Text:
##########
The Getty Center in Los Angeles is currently showing a great exhibition of photographs by contemporary Chinese artists (some of which it has acquired). These include works by Wang Qingsong, who creates large-scale staged photographs that explore the rapid changes occurring in China, inspired by material grounded in classical Chinese art as well as in Western art history. His photographs comment on such topics as rampant consumerism, migration, globalization, and the influence of the West on Chinese culture.
Rong Rong first documented the artists and the experimental performances they created while living in a neighborhood of Beijing known as the Beijing East Village. He later developed his own performances for the camera, producing a three-part body of work called Wedding Gown. Photographed in an abandoned village 40 miles from Beijing, the series uses the wedding dress as a metaphor for innocence and femininity. The hand-colored photographs evoke nostalgia for the past, while the figures enact a dreamlike narrative of death, cleansing, and potential rebirth. Rong Rong, the lone nude figure, moves through the site as if searching for something that cannot be found.
##########
Dataset section:
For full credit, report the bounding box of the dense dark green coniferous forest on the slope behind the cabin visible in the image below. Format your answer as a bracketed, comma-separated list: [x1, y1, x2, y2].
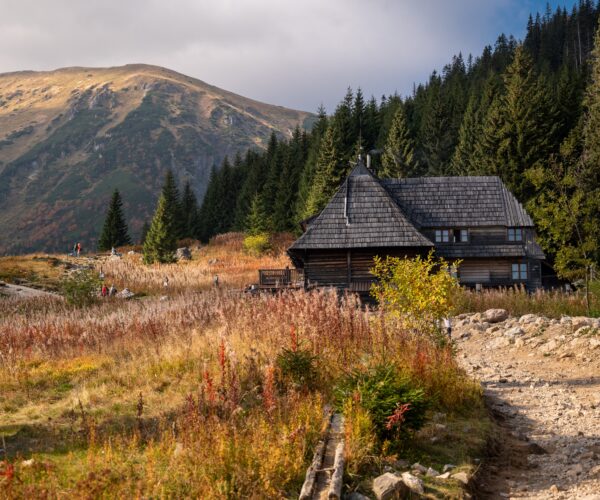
[197, 0, 600, 277]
##########
Problem to work on:
Can you sum up the text on the Getty's exhibition of Chinese photography in two sentences? The data are separate material from the text on the Getty's exhibition.

Answer to this exercise:
The Getty Center in Los Angeles is showing photographs by contemporary Chinese artists, including Wang Qingsong, whose large staged photographs explore China's rapid changes and comment on consumerism, migration, globalization, and Western influence. Rong Rong first documented the artists and performances of the Beijing East Village and later created a three-part series called Wedding Gown, which uses the wedding dress as a metaphor for innocence and femininity in a dreamlike narrative of death, cleansing, and potential rebirth.